··· Dataset records ···

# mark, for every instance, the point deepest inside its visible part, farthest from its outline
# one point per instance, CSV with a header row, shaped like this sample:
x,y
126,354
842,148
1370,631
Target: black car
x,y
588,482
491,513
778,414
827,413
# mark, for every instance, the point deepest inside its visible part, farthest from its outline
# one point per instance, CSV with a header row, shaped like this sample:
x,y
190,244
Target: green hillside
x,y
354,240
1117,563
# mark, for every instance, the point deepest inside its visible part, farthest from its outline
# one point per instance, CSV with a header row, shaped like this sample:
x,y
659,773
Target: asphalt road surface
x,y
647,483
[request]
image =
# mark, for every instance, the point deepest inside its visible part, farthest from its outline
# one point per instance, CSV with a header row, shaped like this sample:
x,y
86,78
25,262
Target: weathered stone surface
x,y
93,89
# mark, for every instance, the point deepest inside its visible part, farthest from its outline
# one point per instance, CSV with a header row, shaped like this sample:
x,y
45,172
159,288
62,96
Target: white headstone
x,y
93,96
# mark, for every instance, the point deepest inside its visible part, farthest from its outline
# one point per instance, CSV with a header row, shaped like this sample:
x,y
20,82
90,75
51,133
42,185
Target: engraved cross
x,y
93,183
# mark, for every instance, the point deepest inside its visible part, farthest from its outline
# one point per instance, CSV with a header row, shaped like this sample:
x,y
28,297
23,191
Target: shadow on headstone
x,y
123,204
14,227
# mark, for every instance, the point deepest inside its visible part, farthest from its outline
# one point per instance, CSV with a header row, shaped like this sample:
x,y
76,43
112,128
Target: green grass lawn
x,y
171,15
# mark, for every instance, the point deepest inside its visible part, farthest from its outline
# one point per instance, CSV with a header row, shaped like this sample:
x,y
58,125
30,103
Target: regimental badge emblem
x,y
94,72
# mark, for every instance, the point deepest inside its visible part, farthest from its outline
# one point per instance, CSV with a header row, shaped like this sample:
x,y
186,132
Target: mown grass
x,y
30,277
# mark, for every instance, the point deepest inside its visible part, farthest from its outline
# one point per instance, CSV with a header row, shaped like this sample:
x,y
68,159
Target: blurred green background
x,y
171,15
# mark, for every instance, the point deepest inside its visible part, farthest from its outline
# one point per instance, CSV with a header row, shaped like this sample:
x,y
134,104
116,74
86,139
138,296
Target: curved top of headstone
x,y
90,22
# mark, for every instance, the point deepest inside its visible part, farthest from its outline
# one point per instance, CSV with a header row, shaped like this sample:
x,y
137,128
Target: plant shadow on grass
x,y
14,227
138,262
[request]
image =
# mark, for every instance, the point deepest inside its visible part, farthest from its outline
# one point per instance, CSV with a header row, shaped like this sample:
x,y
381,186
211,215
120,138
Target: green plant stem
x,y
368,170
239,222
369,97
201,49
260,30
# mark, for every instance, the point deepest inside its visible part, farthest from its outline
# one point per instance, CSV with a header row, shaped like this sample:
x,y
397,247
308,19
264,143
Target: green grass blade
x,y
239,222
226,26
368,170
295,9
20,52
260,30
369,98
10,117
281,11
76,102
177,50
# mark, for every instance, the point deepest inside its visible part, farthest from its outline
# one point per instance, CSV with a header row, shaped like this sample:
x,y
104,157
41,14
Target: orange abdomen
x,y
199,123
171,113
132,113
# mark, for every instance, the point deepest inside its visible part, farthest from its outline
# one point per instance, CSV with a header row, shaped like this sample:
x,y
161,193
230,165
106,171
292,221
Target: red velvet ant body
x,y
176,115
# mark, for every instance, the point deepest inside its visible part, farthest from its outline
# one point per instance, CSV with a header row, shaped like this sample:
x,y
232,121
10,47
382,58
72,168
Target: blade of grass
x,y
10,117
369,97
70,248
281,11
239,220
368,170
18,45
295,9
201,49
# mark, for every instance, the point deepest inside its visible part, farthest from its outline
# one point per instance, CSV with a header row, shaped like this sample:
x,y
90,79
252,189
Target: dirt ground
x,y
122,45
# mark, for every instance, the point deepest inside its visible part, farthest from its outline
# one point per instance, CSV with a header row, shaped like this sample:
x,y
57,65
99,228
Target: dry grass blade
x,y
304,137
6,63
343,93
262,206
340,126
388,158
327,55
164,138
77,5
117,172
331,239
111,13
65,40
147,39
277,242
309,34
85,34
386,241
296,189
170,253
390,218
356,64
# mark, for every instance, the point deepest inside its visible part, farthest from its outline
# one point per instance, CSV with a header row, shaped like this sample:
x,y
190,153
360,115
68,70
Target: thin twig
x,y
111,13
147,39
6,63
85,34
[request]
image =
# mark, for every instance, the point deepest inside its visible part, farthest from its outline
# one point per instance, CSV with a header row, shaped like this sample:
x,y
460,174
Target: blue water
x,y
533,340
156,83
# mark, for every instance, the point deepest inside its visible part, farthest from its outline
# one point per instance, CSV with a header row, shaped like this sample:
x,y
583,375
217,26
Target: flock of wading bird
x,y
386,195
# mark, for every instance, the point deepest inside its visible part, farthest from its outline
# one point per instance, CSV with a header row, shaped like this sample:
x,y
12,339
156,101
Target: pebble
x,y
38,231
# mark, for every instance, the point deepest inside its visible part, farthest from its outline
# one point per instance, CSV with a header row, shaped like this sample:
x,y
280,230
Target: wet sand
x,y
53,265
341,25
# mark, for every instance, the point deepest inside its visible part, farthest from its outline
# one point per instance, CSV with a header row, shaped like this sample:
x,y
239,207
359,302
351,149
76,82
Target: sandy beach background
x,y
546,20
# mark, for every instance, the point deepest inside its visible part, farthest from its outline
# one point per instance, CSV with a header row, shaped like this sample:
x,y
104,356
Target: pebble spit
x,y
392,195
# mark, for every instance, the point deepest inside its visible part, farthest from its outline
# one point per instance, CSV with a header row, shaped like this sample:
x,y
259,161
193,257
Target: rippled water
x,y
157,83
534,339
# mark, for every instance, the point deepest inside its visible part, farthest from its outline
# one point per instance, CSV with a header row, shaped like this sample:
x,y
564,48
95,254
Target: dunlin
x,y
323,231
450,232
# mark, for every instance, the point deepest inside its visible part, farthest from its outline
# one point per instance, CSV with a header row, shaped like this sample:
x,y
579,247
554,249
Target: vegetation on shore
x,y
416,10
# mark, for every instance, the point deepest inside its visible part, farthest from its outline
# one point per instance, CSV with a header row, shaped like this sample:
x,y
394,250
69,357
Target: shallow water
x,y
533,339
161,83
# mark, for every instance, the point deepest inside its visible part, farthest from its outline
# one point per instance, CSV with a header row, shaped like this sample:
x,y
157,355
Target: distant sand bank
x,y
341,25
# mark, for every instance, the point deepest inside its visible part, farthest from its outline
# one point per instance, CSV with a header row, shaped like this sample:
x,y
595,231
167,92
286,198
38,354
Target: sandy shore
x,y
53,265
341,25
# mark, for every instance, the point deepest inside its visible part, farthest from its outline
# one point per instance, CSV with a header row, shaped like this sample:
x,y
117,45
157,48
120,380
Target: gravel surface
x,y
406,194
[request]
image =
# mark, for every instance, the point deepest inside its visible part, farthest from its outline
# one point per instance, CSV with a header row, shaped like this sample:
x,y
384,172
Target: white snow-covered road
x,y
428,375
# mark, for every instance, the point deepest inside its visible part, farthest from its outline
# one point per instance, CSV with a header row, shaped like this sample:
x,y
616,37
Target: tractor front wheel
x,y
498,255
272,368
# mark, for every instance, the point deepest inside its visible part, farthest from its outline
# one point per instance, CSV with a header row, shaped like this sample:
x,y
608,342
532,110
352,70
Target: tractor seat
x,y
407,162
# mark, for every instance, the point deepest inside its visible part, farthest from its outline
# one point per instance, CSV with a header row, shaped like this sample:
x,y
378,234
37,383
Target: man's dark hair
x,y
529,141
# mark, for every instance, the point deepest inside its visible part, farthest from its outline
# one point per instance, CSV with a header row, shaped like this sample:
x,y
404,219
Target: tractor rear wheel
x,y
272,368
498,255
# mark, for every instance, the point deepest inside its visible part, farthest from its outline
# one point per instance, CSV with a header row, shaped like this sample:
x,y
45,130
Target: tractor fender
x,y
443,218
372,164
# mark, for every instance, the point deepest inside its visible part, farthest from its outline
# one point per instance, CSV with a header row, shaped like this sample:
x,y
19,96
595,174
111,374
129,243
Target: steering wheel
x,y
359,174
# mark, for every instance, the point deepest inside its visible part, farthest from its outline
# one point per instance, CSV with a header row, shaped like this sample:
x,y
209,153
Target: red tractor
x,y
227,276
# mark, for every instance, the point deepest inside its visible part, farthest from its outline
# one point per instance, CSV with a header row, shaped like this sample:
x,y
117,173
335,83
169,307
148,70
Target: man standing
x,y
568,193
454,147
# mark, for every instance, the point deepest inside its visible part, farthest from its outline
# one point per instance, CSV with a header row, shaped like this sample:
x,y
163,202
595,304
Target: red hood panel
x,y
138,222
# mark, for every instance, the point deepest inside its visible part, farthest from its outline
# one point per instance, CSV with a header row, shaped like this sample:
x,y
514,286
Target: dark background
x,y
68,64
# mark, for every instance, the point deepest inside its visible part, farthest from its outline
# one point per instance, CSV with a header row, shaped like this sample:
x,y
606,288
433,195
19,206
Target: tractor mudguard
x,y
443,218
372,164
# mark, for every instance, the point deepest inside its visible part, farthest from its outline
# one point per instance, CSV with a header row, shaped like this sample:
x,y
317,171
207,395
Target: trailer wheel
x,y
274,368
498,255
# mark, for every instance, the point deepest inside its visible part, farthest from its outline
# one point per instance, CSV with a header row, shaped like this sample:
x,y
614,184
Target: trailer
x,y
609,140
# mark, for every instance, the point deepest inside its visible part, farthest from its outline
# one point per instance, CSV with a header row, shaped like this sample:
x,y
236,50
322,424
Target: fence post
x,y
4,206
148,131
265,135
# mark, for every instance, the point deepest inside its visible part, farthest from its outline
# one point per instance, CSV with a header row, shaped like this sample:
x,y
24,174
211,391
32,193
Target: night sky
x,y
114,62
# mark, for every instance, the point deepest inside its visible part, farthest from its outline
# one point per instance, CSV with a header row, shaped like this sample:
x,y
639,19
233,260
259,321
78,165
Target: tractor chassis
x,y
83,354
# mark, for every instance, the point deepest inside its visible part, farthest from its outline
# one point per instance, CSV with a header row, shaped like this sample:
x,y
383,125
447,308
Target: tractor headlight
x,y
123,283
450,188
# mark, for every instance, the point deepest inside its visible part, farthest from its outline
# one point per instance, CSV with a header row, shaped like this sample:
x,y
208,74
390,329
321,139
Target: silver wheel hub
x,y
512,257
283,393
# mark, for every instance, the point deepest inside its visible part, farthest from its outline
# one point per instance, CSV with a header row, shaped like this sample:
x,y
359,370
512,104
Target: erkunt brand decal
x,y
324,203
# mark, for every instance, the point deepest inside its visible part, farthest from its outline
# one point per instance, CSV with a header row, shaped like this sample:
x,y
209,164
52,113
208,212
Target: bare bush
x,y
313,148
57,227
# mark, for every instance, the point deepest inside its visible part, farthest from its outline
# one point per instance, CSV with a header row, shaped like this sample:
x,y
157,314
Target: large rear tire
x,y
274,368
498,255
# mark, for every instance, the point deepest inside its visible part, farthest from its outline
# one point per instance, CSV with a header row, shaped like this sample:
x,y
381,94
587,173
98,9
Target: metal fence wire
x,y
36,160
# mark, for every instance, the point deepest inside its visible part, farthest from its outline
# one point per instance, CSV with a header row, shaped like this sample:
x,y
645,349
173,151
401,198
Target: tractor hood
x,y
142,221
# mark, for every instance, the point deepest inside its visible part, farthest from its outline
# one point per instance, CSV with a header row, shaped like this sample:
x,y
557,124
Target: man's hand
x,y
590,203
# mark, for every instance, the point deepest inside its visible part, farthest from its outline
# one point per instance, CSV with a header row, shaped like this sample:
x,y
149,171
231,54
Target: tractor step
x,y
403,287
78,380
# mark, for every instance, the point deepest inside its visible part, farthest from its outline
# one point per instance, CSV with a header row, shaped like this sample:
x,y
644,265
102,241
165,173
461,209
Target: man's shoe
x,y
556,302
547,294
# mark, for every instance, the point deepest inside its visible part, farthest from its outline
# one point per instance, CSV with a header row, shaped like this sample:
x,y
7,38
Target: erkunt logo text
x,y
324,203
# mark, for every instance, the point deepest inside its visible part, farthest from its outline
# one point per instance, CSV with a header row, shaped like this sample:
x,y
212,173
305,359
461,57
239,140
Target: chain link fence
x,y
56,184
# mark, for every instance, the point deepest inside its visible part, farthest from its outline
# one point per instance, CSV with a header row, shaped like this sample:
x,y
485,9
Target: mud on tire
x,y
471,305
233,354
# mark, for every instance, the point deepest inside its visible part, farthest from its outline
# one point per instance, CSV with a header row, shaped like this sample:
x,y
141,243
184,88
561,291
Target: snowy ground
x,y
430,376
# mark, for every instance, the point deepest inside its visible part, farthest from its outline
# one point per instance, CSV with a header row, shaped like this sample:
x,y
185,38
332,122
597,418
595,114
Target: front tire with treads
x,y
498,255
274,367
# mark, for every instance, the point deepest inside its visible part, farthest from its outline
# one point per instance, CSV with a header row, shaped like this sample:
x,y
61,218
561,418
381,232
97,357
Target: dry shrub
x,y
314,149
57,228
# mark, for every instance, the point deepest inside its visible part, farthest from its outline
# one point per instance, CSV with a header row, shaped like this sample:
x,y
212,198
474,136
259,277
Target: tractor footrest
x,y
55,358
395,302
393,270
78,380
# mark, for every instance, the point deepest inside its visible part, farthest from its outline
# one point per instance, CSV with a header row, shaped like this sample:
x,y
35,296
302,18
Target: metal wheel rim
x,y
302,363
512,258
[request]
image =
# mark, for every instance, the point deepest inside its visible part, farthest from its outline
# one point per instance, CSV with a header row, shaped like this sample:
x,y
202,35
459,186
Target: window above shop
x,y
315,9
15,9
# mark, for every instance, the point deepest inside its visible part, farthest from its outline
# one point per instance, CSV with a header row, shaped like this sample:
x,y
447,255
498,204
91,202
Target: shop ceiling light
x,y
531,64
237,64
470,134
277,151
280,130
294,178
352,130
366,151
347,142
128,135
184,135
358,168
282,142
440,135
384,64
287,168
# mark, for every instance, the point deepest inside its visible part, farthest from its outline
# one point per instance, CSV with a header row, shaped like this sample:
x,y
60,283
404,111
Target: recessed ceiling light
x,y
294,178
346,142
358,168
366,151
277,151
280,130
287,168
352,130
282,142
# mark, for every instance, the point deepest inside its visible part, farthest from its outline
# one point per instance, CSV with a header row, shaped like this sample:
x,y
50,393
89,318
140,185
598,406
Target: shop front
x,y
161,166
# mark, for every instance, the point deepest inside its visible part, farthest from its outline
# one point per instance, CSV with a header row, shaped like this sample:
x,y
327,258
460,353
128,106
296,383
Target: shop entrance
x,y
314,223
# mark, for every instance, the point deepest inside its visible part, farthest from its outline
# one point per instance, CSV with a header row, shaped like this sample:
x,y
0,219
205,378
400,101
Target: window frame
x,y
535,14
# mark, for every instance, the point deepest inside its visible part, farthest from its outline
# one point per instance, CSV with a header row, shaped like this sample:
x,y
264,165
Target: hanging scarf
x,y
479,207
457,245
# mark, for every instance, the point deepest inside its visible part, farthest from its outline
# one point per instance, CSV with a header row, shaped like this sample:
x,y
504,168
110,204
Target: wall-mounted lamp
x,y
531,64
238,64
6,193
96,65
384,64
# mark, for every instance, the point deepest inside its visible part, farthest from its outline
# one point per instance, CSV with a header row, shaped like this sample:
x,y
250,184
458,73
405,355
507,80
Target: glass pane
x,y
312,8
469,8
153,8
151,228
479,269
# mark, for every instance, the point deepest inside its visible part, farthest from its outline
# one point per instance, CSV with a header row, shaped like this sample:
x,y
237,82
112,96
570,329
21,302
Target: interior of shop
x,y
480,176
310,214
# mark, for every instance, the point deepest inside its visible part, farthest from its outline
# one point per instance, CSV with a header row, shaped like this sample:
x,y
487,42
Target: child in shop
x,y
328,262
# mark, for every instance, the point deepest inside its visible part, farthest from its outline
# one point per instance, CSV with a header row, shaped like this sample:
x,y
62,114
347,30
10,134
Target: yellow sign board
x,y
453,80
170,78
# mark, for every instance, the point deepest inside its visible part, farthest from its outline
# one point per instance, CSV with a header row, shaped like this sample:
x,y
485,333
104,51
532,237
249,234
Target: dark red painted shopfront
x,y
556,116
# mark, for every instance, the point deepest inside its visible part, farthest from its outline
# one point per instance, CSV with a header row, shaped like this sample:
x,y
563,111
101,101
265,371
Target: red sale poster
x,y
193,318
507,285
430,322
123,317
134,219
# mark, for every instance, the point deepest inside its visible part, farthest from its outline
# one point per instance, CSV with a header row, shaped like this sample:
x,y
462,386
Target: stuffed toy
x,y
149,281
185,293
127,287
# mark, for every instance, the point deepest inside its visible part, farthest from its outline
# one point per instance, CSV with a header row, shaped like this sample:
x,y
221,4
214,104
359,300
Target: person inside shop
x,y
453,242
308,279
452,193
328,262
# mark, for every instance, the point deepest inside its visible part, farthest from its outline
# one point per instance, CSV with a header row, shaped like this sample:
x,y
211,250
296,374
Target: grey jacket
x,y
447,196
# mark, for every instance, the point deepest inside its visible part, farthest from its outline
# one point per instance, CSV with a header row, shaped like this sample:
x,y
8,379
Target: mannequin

···

From the rows above, copy each line that contains the string "water". Treat uppercase and lowercase letters as different.

Target: blue water
Target: rippled water
Target: shallow water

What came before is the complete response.